#### [DIRECTIONS]
Print, character for character, the records below from the line containing "cluster of tulips -> outlines, every instance" through the line containing "165 171 L 138", both lines included. Leave the pictures out of your answer.

#### [Saved entries]
╭──

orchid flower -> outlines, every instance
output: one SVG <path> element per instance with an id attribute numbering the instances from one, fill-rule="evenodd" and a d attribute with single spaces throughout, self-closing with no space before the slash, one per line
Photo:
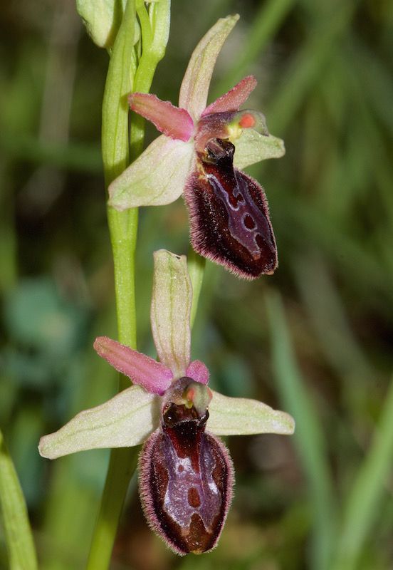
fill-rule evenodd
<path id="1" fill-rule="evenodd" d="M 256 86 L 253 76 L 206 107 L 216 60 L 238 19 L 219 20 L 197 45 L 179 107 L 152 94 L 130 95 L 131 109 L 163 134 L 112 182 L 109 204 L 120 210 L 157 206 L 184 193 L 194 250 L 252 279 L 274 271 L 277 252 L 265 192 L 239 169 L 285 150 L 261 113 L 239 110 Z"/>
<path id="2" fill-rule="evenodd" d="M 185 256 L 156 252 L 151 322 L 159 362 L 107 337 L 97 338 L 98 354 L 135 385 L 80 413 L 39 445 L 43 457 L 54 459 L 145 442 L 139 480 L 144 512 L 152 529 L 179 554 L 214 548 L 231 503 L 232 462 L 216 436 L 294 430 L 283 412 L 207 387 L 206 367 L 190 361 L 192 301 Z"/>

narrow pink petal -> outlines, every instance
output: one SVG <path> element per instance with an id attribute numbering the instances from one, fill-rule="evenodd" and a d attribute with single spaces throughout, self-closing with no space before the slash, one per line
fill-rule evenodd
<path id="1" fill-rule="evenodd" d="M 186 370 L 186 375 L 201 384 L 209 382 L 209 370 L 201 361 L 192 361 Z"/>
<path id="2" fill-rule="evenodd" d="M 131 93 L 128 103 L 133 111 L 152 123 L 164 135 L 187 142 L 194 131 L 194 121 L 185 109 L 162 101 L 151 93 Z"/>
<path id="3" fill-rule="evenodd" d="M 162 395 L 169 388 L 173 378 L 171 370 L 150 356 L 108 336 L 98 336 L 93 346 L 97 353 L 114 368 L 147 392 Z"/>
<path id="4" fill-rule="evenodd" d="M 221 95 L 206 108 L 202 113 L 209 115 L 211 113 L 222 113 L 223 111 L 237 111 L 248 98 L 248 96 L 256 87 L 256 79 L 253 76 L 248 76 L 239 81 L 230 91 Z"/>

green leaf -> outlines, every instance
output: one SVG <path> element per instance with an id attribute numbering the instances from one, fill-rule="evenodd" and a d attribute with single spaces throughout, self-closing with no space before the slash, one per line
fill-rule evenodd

╰──
╭──

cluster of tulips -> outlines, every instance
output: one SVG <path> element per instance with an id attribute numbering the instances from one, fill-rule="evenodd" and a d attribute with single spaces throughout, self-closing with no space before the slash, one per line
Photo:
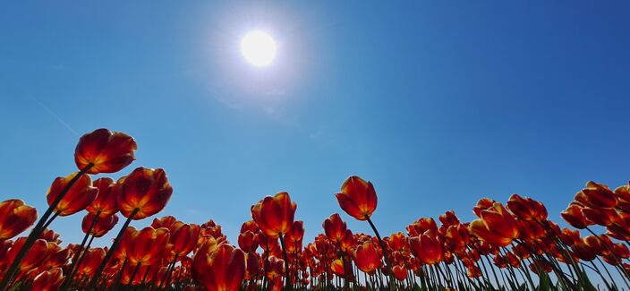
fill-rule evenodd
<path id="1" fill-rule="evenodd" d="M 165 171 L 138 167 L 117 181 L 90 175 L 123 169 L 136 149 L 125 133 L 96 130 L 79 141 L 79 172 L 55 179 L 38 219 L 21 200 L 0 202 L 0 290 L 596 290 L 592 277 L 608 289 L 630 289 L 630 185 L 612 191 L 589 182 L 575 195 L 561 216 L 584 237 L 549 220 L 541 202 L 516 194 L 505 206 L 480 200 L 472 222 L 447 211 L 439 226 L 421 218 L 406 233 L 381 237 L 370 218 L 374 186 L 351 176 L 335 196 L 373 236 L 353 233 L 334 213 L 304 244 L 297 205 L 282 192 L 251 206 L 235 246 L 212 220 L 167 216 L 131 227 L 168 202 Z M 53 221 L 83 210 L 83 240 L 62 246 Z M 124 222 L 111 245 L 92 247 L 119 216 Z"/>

╰──

#### [SOLVED PROBLEM]
cluster of tulips -> outlines, every instance
output: one SVG <path> element per instance with an id attribute numbering the instances from one, fill-rule="evenodd" and a d attribute with single spaces throughout, self-closing with no space before the slash, one per line
Photo:
fill-rule evenodd
<path id="1" fill-rule="evenodd" d="M 165 171 L 138 167 L 117 181 L 90 175 L 123 169 L 136 149 L 125 133 L 96 130 L 79 141 L 79 172 L 55 179 L 38 219 L 21 200 L 0 202 L 0 290 L 596 290 L 592 277 L 608 289 L 630 289 L 630 185 L 612 191 L 589 182 L 575 195 L 561 216 L 584 237 L 549 220 L 541 202 L 516 194 L 505 206 L 480 200 L 472 222 L 447 211 L 439 226 L 421 218 L 406 233 L 381 237 L 370 218 L 374 186 L 351 176 L 335 196 L 373 236 L 353 233 L 334 213 L 304 244 L 297 205 L 282 192 L 251 206 L 235 246 L 212 220 L 167 216 L 131 227 L 168 202 Z M 53 221 L 83 210 L 83 240 L 62 246 Z M 124 222 L 111 245 L 92 247 L 119 216 Z"/>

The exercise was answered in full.